▶ Set problem:
Return the listing below exactly, with the pictures dropped.

>> Start The records

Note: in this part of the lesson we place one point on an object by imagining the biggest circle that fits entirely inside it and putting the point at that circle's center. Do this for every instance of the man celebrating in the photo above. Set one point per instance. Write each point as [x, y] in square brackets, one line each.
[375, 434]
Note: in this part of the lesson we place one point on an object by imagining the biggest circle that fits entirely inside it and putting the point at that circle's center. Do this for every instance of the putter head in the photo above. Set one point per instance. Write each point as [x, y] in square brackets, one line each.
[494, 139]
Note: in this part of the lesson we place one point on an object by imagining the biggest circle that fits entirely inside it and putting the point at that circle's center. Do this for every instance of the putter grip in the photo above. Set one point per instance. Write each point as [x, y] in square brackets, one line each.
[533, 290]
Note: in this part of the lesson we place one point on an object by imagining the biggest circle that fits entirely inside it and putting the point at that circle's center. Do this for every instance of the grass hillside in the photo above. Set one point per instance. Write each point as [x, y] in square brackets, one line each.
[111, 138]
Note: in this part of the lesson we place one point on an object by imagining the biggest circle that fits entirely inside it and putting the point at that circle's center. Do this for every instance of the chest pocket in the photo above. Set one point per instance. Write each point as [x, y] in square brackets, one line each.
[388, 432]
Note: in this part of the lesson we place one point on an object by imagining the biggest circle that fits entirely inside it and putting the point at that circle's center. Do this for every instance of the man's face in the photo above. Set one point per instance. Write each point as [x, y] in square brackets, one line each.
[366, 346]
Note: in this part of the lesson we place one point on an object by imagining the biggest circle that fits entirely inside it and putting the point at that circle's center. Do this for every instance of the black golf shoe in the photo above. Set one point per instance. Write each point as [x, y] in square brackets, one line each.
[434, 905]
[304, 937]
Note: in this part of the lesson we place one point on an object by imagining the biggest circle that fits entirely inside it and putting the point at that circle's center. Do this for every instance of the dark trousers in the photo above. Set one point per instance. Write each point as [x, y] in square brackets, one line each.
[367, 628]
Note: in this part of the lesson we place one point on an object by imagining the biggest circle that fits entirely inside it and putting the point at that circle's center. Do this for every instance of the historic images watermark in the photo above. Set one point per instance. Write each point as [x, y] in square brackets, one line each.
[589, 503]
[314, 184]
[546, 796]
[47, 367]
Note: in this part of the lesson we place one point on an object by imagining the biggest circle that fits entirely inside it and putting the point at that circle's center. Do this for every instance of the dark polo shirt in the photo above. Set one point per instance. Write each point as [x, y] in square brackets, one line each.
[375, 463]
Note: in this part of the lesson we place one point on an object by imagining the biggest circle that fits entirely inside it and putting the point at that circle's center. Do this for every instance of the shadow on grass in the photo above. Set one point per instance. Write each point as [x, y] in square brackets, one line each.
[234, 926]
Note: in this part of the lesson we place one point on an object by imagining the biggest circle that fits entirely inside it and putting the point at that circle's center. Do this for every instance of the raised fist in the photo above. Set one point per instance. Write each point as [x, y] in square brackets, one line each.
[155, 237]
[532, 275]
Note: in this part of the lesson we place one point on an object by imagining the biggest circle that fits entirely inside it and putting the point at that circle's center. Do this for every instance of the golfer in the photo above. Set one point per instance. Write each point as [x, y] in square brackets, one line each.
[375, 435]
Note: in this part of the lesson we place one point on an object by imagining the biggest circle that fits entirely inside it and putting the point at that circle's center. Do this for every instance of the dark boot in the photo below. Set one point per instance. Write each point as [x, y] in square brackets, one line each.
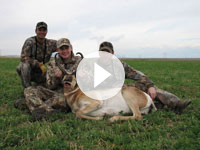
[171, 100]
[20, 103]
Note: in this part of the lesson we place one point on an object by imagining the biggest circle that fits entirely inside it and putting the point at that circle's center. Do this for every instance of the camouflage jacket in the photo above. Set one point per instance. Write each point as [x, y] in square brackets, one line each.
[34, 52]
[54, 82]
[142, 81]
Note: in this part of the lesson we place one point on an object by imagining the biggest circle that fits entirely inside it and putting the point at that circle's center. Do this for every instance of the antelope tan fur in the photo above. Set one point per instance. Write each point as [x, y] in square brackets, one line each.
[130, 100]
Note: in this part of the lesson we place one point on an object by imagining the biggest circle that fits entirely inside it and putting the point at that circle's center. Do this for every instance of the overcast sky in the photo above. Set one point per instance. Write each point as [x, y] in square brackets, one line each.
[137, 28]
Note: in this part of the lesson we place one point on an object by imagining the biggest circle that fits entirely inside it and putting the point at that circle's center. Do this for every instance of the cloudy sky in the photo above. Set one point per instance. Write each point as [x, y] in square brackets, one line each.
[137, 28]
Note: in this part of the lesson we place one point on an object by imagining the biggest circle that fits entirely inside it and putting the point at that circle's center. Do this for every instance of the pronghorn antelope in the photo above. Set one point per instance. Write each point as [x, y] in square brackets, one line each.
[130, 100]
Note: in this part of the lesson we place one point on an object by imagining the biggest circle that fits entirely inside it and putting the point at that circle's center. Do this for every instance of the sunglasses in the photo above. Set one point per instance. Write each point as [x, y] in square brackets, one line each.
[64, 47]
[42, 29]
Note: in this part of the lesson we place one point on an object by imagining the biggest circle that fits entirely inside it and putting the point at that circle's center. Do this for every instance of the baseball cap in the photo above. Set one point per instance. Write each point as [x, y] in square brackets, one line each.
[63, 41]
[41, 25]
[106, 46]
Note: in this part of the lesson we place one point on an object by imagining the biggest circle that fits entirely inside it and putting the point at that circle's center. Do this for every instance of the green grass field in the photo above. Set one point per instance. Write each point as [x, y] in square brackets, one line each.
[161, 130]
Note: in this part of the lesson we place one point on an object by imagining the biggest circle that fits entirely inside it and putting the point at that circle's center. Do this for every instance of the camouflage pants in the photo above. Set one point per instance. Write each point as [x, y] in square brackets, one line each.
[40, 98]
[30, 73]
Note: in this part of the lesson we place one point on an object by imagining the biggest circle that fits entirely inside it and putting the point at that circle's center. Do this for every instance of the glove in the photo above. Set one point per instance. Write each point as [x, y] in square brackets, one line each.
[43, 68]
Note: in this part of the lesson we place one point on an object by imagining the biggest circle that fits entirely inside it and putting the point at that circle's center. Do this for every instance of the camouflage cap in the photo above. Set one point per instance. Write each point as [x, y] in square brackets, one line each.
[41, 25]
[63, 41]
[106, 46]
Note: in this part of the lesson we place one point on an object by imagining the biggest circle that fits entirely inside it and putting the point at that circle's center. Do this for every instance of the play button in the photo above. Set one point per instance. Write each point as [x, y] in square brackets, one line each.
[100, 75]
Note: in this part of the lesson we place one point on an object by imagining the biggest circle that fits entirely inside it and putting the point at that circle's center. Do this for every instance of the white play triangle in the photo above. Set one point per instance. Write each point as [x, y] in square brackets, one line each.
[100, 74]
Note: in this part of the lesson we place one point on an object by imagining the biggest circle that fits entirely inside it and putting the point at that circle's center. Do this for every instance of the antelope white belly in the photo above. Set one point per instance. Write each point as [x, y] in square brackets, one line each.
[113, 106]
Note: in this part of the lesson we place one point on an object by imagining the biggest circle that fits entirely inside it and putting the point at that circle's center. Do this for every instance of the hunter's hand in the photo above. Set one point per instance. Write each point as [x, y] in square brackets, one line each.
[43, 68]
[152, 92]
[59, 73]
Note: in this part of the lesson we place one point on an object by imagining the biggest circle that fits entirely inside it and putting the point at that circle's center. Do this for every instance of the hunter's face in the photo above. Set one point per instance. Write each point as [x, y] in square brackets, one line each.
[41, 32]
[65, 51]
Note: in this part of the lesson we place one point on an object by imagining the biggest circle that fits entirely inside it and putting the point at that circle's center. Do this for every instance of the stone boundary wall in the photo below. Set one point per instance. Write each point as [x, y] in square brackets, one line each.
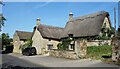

>> End The records

▶ Problem solution:
Note: in this part of the lesson we place one point on an object by imagining the biggest circle that fits entirely inside it and putting the point at that circle's center. Do this for every instance of the man celebrating in the photo above. Set one point per instance. Write each point as [x, y] in square brackets, one line each.
[375, 434]
Note: in this part of the lesson we place one point on an object by imagining the biggest circle that fits entirely inside it and putting the point at that circle's center. Do this for every instance of the putter head in the photo above. Set one point per instance. Write each point as [x, y] in square brackets, one line each.
[494, 139]
Note: in this part of the lesson we place one point on an object by imagining the biggest circle that fits entirely inside it and putting the point at that circle's center. Do this for every instance of the putter grip in the photo above. Set one point per instance. Write each point as [x, y] in square brackets, one line each.
[533, 290]
Note: in this part of the lesson we place one point on an object by imagining the biggest circle that fits entirely inside it and putting the point at that circle's center. Do this for every instance of the grass hillside in the photo above. Set one point per instance. Write each point as [x, y] in square brackets, one line each.
[111, 138]
Note: in this part of the lesson we place one point on an object by imagining the biggest circle that fits entirely inside it and putting the point at that circle's center. Do this for every instance of the chest pocket in the photo above. Set one point per instance. Write each point as [x, y] in square brackets, one line each.
[388, 432]
Note: in this part of the lesson we place one point on an object by imagining the biggest circle that fits entirely inside it and putting the point at that circle's center. Do this for every instance of the man's face in the photo above. Set one point per instance. Write each point as [x, y] in square brackets, one line each.
[366, 346]
Note: in this part of the lesson we place one point on an object by imagining the biggest circle that fits entirely inside it and putting the point at that circle's center. Do this for every instance of the black golf shoe in the photo above. Set one point per instance. Write each point as [x, y] in square brackets, one line each.
[434, 905]
[304, 937]
Note: in this part of the lesson we place one point on an object by imagining the biggest circle that fits entirely inside it and putting the point at that circle's center. Do this for every instance of the dark trousers in the photo above. Set one point per instance. Write each point as [x, y] in square brackets, one line each.
[367, 628]
Note: in this part of the lesson we place one point on an object by imagining the biggest circle that fits entirely inside it and putting the point at that circle's center. Do this for every instance of the historic images watermark in the photo above. Set one point per instance. Write each point as [x, y] in square brackets, one line each.
[589, 503]
[314, 184]
[546, 796]
[47, 367]
Note: in this part of the lesson we place one point on an object by imagining the biggest circle that fits entirely inside it and putting the point at that circle's center. Do this for every instance of the dark polo shirt in the photo above. Set one point per instance. Write each point as [x, y] in square brackets, one line each.
[375, 463]
Note: in this part of the lesson we place one point on an object by imagining the biggest circle that fits entirely inside it and putting the point at that circle's center. Do this for every instance of the shadow on grass in the photo above. Set one point per instance. Write each point as [x, y] in square brackets, one line each.
[234, 926]
Note: in this part of the lesson we place one point on an object by imagining the biggest circle that fits entirely inside it and putting the point at that circle's center. Do this for every instance of the raised fist in the photo above. Set one point per instance. Write each point as [x, y] in square brackets, one line each.
[155, 237]
[532, 275]
Note: in this part of the lesson we place one point on an object by imagining the biggest circle that fits entirely inside it and putting the point at that circle's center. Do this for every instance of the golfer in the photo above. Set one point per instance. Write each point as [x, y] in square brackets, one line each.
[375, 435]
Note: in this part of the lesson we place one point on an object by imagining the biggest circle that fits entirely inside it and putting the point at that circle's center. Do this for every instance of the dark boot in the photo below. Set one point per instance. Write each point as [x, y] in square brackets, one line each.
[171, 100]
[20, 103]
Note: in this part of the lesson we place one point on an object by imagining the biggest circle that fits entirely inside it and putting the point at that circle's center. Do this for every instance of the camouflage jacket in the photo above. Set one point per instance. Write each point as [x, y] in square brackets, one line each.
[34, 52]
[54, 82]
[142, 81]
Note: in this part of the lesson we place one point on an object by imagining the biggest circle that fits entirely inside it and putting the point at that circle's center. Do this for every instance of the antelope tan fur in the photo above. Set one point per instance. Write each point as [x, y] in square brackets, one line each.
[130, 100]
Note: in this part of the lesson we place one point on an object by imagining the biggest circle that fits entirely inside it and putting the point at that circle's center. Do this for every instance of the overcast sky in the photo above. Set one point per instance. Write each point as [x, y] in square brackets, one line each.
[137, 28]
Note: in this part of the lesson we place one point on an object by imagining the biggest circle that fits entirely inside it and putting the point at that circle's center. Do this for every instance of the cloudy sky in the photo above. Set one point per instance. Write each point as [x, y] in square brackets, one line each.
[137, 28]
Note: in this part of the lesson we place one point on an object by imagining the biggest circle that fits entirely inside it and putting the point at that circle's center. Do this for every instance of the pronghorn antelope in the photo above. Set one point per instance. Write each point as [x, y] in square brackets, one line each.
[130, 100]
Note: in this part of the lesson we place one point on an object by imagining the biggest circle that fits entirely inside it and putting the point at that circle's center. Do this for every instance of the sunglasses in the photo above. Set one point per instance. Write each point as [x, y] in square brackets, one line each.
[64, 47]
[42, 29]
Note: in this part of the lesson we place one point on an object by imagining the biggest circle that fits entirely inside it and putting the point at that circle's center. Do this for every instance of the baseball cap in the photo above. Set one point per instance. Write each point as [x, y] in square brackets, one line each.
[63, 41]
[41, 25]
[106, 46]
Note: in this part of the lesson we place one point on an object by imagining the biggest circle that fits entirely inside it and putting the point at that circle's center. Do this for every instance of the green grass field in the photo above. Set one point per instance. Write each point as [x, y] in square brackets, one line each.
[161, 130]
Note: in this part of the lesson we place one point on an object by imagining the biggest circle that fits entirely inside it and putting the point at that circle's center. Do this for every instance of the camouflage pants in the photo above. Set one point per instance. Write each point as [x, y] in square brackets, one line each.
[40, 98]
[30, 73]
Note: in this part of the lesson we place one point on an object by imagining the biggest circle that fits entirely inside it and putting the point at that circle's center. Do this for every instance of the glove in the photo above. Set one point per instance. Write each point as [x, y] in square brackets, one line each.
[43, 68]
Note: in this part of the lesson we place one point on an object by imagining the biggest circle that fits entirely inside it and putting the point at that circle's center. Do this for every instance of the camouflage cap in the photo above. Set one point per instance. Write each point as [x, y] in square brackets, one line each.
[41, 25]
[63, 41]
[106, 46]
Note: in this part of the lesson we place one point on an object by imagining the biggest circle that fits entirely inside it and putting the point at that circle's center. Do this for every instance of the play button in the photo above. Set one point per instance. Write each point as [x, y] in square brackets, one line each.
[100, 75]
Note: in this part of the lesson we place one point on an object by imagining the biggest circle that fits entirely inside it and putting the point at that circle's center. Do this for every instance of the white play triangle in the photo above. Set one point per instance. Write each point as [x, y] in square brackets, one line each.
[100, 74]
Note: in this part of the lesson we place one point on an object by imagining the biggest circle that fits entirely inside it and putting the point at that circle's center. Do this for every instance of the antelope white belly in the photo above. Set one point per instance. Write each point as [x, y] in square brackets, one line each.
[113, 106]
Note: in this part of the lesson we place one point on an object by imagining the biggest circle that fits entirely inside it and putting the point at that circle's center. Do this for every instance of the hunter's hand in the photo above. Set one point per instance. Write each point as [x, y] in square brackets, one line each.
[43, 68]
[152, 92]
[59, 73]
Note: in this part of the lesson we place one point on an object by imagining the biggest circle that fits entirely inside it and putting the point at that circle's center. Do this for every instance of the hunter's face in the photo above. Set one point per instance. Write each point as [x, y] in square brackets, one line each.
[41, 32]
[65, 51]
Note: in this part of the lesson we place one point on an object by imagining the biggest circle that fits entirely inside it and putting the point at that circle's center. Do this for every instance of the stone boundary wall in the photo below. Set one point per instance. Write each point as [x, y] in square brackets, one line each.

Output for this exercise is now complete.